** START Provided records **

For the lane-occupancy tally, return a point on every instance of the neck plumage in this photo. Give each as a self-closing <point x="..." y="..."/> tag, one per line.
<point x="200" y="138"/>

** END Provided records **
** START Provided records **

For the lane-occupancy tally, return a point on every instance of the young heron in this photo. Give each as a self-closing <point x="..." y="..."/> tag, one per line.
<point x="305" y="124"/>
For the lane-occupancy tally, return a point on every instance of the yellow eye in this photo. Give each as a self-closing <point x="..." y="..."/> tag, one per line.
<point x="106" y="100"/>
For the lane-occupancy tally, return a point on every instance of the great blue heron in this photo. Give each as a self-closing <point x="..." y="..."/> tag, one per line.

** END Provided records **
** START Provided records **

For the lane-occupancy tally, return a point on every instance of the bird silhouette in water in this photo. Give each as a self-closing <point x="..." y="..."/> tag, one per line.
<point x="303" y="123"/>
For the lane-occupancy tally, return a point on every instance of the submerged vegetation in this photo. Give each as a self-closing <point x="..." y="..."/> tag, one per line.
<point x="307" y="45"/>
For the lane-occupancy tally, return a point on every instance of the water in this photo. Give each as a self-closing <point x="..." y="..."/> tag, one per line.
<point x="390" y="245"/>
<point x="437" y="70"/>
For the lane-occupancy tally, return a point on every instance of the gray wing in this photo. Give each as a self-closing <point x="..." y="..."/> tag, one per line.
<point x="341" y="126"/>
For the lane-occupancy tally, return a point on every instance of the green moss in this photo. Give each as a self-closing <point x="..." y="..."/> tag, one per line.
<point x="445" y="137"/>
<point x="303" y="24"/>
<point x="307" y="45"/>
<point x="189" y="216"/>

** END Provided records **

* **Required work**
Turn the part of the listing from the line containing "of the young" through the line containing "of the great" into a numbered list, leaving out any blank lines. Include both of those lines and nothing outside them.

* **Output of the exercise**
1. For the lane-occupancy tally, return a point on every instance of the young heron in this photo. Give each as a self-closing <point x="..." y="..."/> tag, one per line.
2. <point x="305" y="124"/>
3. For the lane-occupancy tally, return a point on every instance of the yellow eye in this photo. Give each as a self-closing <point x="..." y="..."/> tag, one per line.
4. <point x="106" y="100"/>
5. For the lane-occupancy tally, return a point on every instance of the great blue heron in this photo. Give each as a self-closing <point x="..." y="..."/> tag, one per line.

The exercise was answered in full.